-------- Supplied data --------
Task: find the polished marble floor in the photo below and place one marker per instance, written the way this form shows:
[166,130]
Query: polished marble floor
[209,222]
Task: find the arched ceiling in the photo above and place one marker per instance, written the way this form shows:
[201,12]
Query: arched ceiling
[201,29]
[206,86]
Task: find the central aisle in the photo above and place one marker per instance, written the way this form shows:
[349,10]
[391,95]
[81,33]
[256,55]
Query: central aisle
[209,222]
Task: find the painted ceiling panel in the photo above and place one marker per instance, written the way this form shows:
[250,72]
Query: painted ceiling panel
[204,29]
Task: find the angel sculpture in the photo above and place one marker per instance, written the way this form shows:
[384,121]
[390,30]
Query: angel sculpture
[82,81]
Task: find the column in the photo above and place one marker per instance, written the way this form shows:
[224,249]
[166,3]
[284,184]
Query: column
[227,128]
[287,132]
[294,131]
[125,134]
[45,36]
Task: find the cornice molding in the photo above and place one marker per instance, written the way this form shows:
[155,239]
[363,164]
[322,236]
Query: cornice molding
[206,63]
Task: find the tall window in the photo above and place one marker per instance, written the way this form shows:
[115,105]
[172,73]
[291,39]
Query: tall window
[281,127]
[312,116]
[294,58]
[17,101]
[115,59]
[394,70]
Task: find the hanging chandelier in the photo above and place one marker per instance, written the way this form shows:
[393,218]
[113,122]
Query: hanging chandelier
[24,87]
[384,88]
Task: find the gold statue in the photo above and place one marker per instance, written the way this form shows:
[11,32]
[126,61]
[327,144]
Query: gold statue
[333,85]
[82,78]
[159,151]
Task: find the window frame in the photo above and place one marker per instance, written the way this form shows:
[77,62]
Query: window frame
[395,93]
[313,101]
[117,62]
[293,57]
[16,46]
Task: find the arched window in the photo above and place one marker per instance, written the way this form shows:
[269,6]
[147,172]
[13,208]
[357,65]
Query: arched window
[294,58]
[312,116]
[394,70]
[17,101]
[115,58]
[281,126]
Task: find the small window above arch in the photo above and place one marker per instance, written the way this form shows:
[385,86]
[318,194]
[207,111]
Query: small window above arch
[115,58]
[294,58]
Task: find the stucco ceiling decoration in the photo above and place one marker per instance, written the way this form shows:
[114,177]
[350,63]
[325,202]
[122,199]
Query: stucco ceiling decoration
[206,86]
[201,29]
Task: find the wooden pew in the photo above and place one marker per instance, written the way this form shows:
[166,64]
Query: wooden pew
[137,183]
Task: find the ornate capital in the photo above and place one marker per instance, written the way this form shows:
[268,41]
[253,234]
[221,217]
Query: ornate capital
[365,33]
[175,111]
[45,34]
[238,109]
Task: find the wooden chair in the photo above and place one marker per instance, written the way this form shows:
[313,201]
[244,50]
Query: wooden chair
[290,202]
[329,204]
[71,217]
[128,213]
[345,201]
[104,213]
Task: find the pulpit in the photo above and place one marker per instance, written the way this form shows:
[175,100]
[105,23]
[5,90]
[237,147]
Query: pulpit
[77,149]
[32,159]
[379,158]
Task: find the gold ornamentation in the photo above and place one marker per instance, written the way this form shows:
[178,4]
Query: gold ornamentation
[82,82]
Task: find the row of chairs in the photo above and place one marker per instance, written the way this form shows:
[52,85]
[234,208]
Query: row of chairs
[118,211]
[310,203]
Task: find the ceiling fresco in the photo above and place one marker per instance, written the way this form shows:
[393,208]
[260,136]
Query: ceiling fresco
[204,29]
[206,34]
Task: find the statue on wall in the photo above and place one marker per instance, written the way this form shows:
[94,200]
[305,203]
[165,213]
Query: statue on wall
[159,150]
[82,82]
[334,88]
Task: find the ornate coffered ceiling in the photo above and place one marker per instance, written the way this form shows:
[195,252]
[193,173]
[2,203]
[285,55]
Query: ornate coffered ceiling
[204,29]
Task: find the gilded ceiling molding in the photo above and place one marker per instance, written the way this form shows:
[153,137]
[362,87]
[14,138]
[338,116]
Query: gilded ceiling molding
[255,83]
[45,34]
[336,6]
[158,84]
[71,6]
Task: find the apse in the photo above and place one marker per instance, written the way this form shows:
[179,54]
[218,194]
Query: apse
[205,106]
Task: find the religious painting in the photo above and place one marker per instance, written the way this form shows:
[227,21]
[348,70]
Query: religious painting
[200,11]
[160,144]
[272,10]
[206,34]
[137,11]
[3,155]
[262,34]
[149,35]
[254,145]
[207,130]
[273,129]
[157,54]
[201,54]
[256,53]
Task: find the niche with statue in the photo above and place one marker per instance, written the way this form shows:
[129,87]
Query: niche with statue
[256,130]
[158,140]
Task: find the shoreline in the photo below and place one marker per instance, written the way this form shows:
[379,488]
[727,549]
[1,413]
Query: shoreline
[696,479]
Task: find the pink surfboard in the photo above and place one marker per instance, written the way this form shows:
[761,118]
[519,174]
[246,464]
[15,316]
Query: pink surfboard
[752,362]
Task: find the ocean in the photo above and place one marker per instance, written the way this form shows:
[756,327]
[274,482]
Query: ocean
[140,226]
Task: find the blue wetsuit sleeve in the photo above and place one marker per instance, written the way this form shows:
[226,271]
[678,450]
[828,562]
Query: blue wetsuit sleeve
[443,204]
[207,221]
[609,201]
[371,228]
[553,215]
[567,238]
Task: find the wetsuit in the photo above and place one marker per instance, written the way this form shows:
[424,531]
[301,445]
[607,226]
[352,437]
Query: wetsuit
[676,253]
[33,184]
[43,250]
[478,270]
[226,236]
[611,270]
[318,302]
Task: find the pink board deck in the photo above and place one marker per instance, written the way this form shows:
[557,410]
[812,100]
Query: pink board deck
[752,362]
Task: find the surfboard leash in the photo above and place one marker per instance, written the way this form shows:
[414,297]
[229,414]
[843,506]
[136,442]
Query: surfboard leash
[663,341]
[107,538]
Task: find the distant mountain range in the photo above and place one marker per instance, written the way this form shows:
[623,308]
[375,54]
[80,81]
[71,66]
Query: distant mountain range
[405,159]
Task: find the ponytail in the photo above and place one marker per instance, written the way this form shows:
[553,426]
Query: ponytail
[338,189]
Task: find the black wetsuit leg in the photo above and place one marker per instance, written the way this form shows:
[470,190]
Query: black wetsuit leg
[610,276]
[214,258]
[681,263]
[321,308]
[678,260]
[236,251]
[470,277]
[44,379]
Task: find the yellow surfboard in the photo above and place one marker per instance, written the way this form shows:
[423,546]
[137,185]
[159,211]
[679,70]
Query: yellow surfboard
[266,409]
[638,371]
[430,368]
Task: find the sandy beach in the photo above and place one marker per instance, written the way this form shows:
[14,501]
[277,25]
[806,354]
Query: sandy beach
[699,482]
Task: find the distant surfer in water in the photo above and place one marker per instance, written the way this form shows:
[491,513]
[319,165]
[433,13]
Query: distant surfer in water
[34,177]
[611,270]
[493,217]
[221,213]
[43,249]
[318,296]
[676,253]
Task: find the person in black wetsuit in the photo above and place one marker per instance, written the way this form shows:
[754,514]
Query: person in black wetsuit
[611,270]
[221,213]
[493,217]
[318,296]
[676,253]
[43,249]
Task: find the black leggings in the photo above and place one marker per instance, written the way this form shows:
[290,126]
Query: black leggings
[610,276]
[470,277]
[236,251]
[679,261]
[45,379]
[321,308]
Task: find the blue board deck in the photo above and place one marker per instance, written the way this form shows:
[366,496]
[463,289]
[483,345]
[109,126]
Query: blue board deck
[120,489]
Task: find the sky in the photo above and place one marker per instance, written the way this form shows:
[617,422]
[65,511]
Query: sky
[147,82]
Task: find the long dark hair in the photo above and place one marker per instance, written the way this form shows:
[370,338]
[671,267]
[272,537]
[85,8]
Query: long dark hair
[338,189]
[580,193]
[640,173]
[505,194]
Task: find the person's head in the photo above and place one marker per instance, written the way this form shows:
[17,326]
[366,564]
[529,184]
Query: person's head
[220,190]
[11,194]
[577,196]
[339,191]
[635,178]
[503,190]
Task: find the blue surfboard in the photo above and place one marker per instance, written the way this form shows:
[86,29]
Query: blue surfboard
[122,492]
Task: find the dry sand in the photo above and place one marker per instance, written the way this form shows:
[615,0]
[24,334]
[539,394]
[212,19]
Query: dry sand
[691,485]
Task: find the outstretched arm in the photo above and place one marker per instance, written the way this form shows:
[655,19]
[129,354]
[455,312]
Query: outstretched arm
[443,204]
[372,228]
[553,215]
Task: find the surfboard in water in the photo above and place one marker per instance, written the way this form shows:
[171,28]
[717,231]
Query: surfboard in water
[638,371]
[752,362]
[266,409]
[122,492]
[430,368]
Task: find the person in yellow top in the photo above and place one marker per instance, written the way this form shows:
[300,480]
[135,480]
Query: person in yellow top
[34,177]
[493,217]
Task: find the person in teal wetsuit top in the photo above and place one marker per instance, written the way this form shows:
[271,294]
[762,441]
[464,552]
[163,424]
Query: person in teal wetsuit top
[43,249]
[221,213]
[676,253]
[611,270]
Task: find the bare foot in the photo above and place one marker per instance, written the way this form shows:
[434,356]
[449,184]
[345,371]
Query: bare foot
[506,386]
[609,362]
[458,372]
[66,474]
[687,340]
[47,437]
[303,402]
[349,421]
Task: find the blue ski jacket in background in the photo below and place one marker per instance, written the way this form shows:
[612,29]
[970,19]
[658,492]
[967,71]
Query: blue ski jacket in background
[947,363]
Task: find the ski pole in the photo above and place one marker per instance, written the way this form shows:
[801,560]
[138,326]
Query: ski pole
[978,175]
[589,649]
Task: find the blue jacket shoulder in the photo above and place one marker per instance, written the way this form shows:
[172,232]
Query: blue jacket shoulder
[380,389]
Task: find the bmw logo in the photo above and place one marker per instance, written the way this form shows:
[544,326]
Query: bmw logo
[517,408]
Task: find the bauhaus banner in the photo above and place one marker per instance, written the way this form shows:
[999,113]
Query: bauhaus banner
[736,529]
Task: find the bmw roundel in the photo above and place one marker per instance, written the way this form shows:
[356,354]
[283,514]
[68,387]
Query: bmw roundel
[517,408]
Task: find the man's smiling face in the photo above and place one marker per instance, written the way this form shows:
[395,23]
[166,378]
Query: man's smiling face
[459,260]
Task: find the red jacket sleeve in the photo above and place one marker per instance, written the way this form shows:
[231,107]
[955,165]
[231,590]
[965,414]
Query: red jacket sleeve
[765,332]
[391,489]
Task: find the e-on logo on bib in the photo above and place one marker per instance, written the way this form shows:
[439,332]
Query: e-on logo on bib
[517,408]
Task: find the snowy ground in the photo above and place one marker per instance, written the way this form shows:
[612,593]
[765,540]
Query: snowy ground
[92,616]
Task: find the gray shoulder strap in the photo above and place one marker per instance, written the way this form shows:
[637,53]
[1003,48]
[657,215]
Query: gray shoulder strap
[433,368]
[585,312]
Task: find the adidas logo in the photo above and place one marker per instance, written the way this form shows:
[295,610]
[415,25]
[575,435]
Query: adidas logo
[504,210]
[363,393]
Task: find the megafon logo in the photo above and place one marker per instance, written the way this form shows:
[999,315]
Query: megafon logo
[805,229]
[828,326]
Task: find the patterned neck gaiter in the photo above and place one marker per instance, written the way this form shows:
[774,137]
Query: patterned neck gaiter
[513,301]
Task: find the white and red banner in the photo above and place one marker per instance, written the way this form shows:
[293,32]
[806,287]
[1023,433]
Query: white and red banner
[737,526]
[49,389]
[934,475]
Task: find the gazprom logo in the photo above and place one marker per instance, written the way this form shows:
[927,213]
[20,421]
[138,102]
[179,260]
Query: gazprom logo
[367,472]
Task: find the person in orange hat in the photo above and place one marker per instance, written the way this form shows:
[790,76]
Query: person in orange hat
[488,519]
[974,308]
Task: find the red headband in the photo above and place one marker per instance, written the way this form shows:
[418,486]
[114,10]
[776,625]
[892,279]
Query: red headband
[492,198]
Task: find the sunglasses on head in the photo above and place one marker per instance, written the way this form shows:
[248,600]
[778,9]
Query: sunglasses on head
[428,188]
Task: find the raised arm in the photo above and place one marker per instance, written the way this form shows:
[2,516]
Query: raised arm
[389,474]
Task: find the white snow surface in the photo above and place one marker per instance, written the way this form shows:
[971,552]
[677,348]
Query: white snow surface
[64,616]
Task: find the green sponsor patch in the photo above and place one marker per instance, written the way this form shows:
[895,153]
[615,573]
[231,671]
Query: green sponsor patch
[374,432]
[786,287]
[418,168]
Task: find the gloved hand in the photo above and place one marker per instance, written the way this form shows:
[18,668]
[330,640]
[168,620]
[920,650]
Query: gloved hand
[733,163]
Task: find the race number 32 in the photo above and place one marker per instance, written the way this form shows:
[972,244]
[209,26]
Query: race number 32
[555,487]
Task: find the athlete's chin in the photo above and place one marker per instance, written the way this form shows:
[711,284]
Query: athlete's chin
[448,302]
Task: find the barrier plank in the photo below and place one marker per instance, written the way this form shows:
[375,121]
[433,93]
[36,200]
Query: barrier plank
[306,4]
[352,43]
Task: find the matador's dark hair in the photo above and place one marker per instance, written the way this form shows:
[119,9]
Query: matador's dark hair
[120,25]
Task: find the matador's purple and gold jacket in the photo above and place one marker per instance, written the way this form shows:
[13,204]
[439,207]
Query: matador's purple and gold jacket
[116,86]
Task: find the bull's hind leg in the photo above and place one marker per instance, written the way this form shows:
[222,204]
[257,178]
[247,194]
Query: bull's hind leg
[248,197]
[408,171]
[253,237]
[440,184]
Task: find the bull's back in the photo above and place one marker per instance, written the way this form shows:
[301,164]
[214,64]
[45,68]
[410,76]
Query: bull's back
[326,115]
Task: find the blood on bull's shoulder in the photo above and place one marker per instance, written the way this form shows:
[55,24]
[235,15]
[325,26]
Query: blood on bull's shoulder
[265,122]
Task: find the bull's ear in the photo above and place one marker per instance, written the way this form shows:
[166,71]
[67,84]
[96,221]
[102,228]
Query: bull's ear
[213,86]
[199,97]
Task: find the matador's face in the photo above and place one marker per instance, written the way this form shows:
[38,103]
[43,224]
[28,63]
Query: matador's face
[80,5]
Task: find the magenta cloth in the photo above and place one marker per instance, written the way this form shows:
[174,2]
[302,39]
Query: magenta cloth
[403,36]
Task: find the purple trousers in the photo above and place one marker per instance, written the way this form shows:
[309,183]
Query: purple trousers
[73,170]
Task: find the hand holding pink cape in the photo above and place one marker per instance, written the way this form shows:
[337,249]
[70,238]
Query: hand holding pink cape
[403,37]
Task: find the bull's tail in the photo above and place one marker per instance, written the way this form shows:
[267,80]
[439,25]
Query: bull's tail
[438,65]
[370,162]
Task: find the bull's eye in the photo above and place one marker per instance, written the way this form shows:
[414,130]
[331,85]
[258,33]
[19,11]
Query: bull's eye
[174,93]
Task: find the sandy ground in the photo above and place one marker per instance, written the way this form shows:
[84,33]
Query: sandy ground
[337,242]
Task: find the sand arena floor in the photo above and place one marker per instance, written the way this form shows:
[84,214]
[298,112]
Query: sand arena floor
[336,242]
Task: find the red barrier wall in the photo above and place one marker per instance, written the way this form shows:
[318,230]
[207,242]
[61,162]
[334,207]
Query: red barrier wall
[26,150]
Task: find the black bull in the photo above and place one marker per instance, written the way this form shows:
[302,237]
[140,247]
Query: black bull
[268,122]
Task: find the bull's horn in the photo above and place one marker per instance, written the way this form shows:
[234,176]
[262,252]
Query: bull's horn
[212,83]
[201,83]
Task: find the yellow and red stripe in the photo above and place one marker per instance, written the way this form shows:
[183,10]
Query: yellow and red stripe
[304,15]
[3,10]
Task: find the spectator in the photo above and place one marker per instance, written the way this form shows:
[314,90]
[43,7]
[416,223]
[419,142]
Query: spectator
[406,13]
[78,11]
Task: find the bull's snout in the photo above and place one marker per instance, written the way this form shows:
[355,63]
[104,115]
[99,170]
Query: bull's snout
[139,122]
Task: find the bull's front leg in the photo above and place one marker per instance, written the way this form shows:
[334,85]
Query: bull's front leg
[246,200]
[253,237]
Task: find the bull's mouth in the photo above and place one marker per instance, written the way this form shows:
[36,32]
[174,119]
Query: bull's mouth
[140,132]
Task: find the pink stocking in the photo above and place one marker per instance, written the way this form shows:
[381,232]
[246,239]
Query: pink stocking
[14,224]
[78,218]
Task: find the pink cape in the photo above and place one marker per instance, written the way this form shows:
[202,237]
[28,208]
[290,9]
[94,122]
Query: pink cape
--------
_Your task:_
Copy exactly the lines above, from the one containing "Task: find the bull's front" through the very last line.

_Finished task:_
Task: find the bull's front leg in the photo above and place one marker per instance, written the way this form shows:
[334,85]
Query: bull's front leg
[246,200]
[253,237]
Task: find the bull's mouth in the photo above and place one marker per instance, written the way this form shows:
[36,32]
[174,119]
Query: bull's mouth
[140,132]
Task: find the pink stocking in the photo above and place one marker per instance, written the way this form shows:
[381,232]
[246,239]
Query: pink stocking
[14,224]
[78,218]
Task: find the pink cape in the photo above and place one marker per instance, written the way this form shows:
[202,237]
[28,208]
[290,9]
[94,122]
Query: pink cape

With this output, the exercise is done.